*** Block opens ***

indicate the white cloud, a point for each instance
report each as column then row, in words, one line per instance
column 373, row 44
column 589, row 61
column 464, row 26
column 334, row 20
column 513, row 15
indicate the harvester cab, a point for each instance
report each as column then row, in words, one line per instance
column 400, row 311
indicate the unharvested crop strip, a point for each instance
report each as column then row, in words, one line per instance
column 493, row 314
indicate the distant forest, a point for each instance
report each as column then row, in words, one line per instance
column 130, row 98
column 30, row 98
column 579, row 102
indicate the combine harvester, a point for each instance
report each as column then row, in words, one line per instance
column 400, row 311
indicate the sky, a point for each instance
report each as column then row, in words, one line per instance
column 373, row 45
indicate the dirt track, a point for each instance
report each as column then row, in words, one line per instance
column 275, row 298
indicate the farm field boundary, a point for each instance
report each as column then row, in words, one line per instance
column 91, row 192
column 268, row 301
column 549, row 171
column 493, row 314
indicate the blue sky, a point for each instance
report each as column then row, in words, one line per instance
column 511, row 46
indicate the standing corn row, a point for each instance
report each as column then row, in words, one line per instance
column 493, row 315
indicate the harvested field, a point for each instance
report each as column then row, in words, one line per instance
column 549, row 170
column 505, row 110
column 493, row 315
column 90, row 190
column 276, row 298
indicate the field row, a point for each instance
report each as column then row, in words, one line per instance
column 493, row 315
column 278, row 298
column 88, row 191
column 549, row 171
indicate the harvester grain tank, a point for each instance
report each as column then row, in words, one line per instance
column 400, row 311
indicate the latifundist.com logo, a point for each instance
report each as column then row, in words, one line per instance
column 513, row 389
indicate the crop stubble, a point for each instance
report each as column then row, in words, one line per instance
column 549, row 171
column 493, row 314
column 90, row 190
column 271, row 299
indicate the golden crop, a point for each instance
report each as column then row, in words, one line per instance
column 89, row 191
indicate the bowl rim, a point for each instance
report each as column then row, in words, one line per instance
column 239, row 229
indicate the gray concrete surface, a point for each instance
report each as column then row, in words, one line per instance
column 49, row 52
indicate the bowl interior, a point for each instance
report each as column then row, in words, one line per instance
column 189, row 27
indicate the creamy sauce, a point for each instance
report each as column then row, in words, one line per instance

*** Block closes ***

- _Exercise objective_: Exact reproduction is required: output the lines from the start of the entries above through the line with "indicate the harvester cab, a".

- _Your solution_:
indicate the white cloud, a point for each instance
report each as column then row, in words, one line per instance
column 373, row 44
column 589, row 61
column 464, row 26
column 334, row 20
column 513, row 15
indicate the harvester cab, a point for each instance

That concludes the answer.